The data
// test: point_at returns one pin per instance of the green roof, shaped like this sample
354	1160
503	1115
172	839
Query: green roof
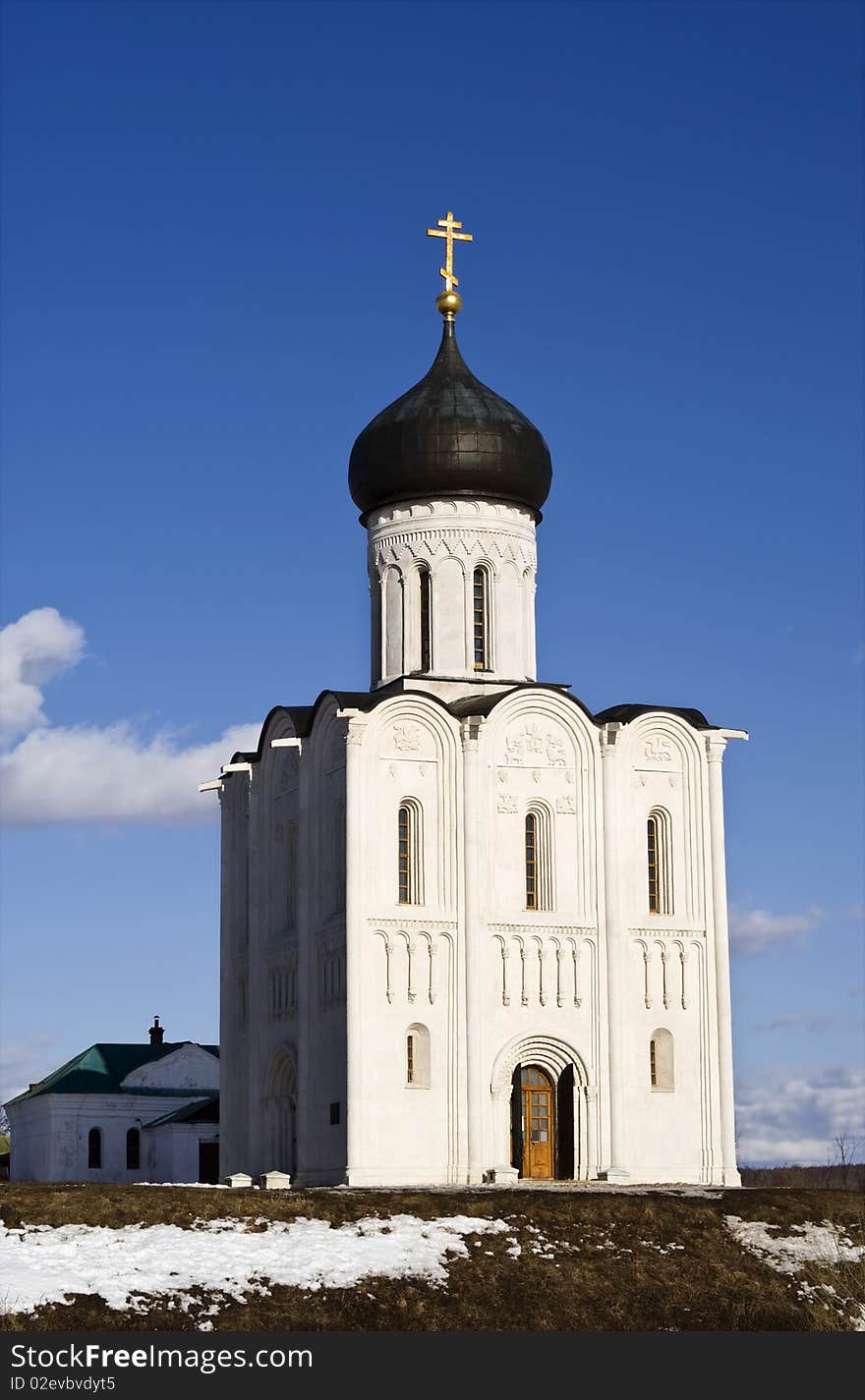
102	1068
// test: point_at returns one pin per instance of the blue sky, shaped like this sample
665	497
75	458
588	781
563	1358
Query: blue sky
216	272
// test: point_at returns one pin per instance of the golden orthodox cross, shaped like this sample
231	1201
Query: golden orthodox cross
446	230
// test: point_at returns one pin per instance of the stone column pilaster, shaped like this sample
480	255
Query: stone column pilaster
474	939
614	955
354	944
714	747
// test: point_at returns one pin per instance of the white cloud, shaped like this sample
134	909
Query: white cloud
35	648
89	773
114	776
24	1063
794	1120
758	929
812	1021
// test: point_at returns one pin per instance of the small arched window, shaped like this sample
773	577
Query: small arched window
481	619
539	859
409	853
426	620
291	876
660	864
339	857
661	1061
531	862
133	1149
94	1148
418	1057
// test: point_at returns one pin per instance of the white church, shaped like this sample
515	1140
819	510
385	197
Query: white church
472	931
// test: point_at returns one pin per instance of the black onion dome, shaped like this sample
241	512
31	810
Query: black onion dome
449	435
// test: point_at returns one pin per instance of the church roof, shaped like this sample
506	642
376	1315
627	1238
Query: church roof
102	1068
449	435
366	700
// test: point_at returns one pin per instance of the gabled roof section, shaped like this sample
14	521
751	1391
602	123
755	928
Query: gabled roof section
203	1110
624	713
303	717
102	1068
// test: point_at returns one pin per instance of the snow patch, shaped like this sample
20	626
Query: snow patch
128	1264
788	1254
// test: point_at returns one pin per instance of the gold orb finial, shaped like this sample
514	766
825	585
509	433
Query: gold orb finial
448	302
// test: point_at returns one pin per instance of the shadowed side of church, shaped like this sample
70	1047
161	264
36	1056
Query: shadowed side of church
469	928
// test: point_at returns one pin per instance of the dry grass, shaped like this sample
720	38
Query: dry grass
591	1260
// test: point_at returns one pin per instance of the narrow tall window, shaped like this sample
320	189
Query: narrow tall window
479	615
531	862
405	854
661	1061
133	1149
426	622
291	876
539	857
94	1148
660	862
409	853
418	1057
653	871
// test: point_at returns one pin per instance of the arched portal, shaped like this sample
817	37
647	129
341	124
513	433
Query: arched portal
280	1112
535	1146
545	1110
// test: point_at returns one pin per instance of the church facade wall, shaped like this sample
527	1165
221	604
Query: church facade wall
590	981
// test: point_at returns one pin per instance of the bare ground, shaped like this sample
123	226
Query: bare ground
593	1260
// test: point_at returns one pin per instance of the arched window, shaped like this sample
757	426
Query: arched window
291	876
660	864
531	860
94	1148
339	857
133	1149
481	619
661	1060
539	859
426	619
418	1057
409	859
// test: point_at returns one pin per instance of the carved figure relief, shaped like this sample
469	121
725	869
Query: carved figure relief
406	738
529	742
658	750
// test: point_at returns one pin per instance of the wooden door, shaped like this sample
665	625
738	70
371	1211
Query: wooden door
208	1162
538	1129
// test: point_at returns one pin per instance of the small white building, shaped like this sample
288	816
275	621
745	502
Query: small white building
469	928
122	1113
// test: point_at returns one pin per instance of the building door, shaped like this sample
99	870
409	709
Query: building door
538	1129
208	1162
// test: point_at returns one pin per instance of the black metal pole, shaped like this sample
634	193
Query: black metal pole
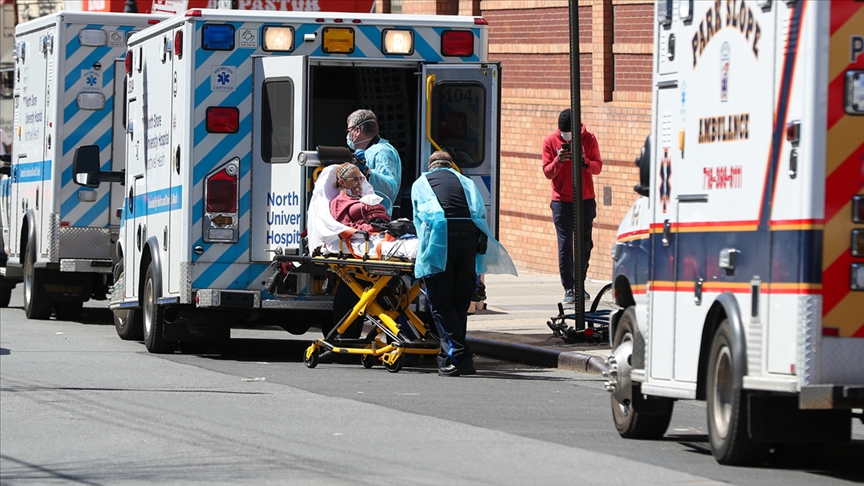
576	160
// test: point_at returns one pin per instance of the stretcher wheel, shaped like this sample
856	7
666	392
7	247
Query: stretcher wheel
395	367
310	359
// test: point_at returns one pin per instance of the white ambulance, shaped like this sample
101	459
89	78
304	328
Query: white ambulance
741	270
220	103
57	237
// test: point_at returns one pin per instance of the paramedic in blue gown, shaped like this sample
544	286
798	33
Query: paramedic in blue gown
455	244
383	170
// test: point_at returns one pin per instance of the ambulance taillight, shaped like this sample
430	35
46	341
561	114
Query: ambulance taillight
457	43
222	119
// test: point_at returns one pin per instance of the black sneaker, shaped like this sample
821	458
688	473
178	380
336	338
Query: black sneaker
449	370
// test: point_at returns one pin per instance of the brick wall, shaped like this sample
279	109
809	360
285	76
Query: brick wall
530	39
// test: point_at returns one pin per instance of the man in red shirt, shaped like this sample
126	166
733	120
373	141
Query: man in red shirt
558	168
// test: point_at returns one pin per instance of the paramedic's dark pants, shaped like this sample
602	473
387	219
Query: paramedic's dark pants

---

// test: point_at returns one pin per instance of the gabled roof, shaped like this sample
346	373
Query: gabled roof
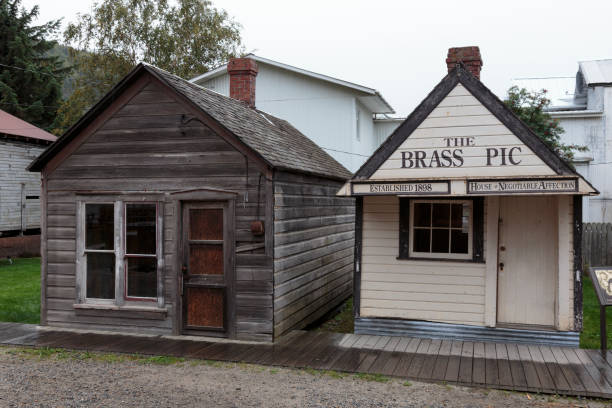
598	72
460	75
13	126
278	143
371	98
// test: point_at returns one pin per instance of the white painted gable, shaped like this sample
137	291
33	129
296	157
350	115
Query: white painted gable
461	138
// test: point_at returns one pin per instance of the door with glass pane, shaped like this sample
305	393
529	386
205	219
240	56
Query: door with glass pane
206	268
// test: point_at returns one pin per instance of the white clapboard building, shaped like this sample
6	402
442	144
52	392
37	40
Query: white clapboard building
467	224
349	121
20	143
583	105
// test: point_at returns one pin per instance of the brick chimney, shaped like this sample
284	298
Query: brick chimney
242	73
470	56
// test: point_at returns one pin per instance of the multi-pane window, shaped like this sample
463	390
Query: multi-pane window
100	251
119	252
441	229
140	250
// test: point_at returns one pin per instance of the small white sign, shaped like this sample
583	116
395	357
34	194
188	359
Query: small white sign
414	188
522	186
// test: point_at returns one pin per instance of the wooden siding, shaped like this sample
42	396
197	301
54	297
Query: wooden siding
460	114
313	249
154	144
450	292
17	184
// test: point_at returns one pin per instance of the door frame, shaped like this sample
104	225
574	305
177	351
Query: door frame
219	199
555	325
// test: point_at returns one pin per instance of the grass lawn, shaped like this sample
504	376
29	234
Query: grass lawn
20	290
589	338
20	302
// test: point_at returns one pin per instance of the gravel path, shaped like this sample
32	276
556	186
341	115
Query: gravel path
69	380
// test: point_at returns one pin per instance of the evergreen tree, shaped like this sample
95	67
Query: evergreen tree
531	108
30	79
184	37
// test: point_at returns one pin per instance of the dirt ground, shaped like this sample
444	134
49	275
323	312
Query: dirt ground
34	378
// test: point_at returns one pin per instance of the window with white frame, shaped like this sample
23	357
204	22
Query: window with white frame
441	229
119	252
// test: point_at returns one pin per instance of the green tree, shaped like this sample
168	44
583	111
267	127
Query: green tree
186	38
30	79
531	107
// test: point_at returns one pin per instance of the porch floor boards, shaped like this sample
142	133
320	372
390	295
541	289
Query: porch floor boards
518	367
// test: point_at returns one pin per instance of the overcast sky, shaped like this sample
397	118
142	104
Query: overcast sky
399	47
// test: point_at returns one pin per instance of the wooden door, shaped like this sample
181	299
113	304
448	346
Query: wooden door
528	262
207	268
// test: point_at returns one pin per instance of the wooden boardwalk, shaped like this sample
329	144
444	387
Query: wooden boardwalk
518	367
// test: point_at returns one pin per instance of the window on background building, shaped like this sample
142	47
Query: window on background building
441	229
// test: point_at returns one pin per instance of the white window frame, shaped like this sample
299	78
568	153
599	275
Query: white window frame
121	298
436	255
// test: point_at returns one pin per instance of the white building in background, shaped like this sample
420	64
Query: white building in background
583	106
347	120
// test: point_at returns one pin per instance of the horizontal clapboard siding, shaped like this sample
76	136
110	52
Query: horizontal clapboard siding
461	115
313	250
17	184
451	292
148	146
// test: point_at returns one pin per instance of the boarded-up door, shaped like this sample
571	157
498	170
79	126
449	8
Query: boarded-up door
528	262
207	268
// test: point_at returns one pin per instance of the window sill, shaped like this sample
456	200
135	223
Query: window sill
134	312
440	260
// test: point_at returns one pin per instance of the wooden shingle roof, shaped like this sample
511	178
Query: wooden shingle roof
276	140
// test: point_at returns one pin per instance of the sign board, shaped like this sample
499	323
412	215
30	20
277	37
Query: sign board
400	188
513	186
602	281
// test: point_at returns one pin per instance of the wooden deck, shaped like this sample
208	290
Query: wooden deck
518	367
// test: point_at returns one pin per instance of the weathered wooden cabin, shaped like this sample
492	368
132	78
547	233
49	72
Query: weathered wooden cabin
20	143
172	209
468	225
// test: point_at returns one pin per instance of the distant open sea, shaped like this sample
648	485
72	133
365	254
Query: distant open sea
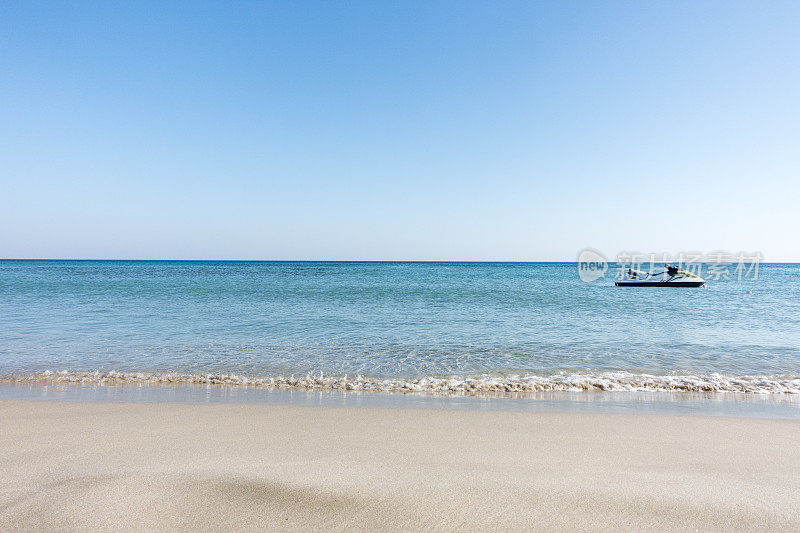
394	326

Exercise goal
Extract every line of the records above that contains the string "dirt", treating uppercase and lowercase as different. List each matching line on its own line.

Solution to this exercise
// test: point_at returns one pin per instance of the dirt ground, shaped like this sample
Query: dirt ground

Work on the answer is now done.